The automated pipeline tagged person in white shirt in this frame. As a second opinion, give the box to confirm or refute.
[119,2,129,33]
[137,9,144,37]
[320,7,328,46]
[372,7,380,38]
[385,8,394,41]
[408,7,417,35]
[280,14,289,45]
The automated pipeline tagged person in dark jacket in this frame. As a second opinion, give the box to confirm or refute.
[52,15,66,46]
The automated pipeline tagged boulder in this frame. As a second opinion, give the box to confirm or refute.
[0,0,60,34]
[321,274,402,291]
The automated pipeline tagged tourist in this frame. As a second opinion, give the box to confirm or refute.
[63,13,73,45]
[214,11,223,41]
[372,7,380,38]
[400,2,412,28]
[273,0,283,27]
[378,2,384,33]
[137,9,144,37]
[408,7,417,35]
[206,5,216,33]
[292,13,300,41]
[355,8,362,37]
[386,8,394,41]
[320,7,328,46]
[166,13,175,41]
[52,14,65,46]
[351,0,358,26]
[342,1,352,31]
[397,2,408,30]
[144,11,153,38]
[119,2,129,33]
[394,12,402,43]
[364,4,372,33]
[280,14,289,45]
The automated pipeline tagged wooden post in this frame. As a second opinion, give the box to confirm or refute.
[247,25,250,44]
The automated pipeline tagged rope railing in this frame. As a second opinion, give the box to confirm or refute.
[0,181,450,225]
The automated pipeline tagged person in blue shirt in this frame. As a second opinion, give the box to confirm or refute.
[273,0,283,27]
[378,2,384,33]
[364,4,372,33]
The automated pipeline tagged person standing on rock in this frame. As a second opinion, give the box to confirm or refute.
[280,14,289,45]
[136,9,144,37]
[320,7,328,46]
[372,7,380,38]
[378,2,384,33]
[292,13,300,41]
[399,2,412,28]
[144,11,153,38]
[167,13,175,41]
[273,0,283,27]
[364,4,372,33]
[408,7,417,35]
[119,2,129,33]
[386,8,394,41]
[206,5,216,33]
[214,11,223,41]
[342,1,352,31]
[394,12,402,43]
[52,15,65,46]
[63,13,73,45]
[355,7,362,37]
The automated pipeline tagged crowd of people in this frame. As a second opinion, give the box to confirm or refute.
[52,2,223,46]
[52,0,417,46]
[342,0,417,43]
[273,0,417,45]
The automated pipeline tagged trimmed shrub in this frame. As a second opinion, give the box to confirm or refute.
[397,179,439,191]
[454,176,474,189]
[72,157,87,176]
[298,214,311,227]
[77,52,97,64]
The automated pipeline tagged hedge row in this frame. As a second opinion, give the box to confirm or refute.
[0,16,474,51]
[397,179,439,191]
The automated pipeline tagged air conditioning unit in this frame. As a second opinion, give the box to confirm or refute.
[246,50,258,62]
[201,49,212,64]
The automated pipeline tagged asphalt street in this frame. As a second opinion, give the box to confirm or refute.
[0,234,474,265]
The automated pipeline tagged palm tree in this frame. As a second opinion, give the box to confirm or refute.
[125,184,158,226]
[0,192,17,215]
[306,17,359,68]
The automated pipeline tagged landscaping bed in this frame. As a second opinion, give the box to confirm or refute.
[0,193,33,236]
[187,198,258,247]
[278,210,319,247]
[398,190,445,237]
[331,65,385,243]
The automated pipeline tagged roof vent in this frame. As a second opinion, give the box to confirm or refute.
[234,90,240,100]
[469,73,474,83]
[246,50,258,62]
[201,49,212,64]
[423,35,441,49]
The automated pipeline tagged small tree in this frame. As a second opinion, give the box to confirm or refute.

> What is needed
Go through all of the data above and swap every "second opinion" for "independent check", keeping everything else the same.

> Expected answer
The automated pipeline tagged person in white shirt in this frame. As a independent check, give the box to confirm or refute.
[119,2,129,33]
[137,9,144,37]
[320,7,328,46]
[372,7,380,38]
[385,8,394,41]
[408,7,417,35]
[280,14,289,45]
The automated pipeline tagged person in dark jacket in this frame. As a independent check, give the box to confirm or refute.
[52,15,66,46]
The automated pipeline tagged boulder in this frame. As a independent check, give the box to confirm or refute.
[0,0,60,34]
[321,274,402,291]
The automated pipeline tagged tourist in this frame. As a independent check, give the box to confirm or refute.
[63,13,73,45]
[214,11,223,41]
[372,7,380,38]
[400,2,412,28]
[273,0,283,27]
[378,2,384,33]
[137,9,144,37]
[408,7,417,35]
[206,5,216,33]
[292,13,300,41]
[355,8,362,37]
[386,8,394,41]
[320,7,328,46]
[166,13,175,41]
[52,14,65,46]
[351,0,358,26]
[342,1,352,31]
[397,2,408,30]
[144,11,153,38]
[119,2,129,33]
[394,12,402,43]
[364,4,372,33]
[280,14,289,45]
The automated pipeline tagged wooden post in this frame. As a independent check, give the box to confirm or refute.
[247,25,250,44]
The automated pipeline tagged rope railing in this frame. As a independent check, give the box to confirm or refute.
[0,181,450,225]
The automated pipeline tagged person in blue shirt in this frame. As a independent check, give the box to confirm or refute.
[273,0,283,27]
[378,2,384,33]
[364,4,372,33]
The automated pipeline tagged person standing on rock in this frame. As a independent check, give the box to confirm or refute.
[280,14,289,45]
[136,9,144,37]
[320,7,328,46]
[372,7,380,38]
[378,2,384,33]
[292,13,300,41]
[399,2,412,28]
[144,11,153,38]
[167,13,175,41]
[273,0,283,27]
[364,4,372,33]
[408,7,417,35]
[119,2,129,33]
[386,8,394,41]
[206,5,216,33]
[214,11,223,41]
[342,1,352,31]
[394,12,402,43]
[52,15,65,46]
[63,13,73,45]
[355,7,362,37]
The automated pipeline tagged crowd of people in this frame. As a independent check, give the box to confirm or refute.
[52,2,223,46]
[52,0,417,46]
[342,0,417,43]
[273,0,417,45]
The automated pipeline tagged trimmed shrub in this frame. As a independent check, give the box to confirm or refute.
[397,179,439,191]
[454,176,474,189]
[72,157,87,176]
[298,214,311,227]
[77,52,97,64]
The automated pipeline tagged hedge row in this frame. As a independent check, give the box to confirm or refute.
[0,16,474,51]
[397,179,439,191]
The automated pipeline tagged air conditioning unit in this frame. As a independent check, give the box to confirm or refute.
[246,50,258,62]
[201,49,212,64]
The automated pipeline tagged asphalt street in this frame. As a independent check, give the box to confirm or refute.
[0,234,474,265]
The automated pipeline tagged palm tree in this frame. As a independent check, give the box to confirm or refute.
[125,184,158,226]
[0,192,17,215]
[306,17,359,68]
The automated pipeline tagged landscaping bed in this frame. As a independent check, give the box to confirm or refute.
[0,193,33,236]
[187,198,258,247]
[278,210,319,247]
[398,190,445,237]
[331,65,385,243]
The automated pipeline tagged roof vent in this frame. As a independent check, give the box to confirm or refute.
[234,90,240,100]
[469,73,474,83]
[246,50,258,62]
[201,49,212,64]
[423,35,441,49]
The automated pipeline tagged small tree in this frame. As a independent check, give the box to confirm or refute.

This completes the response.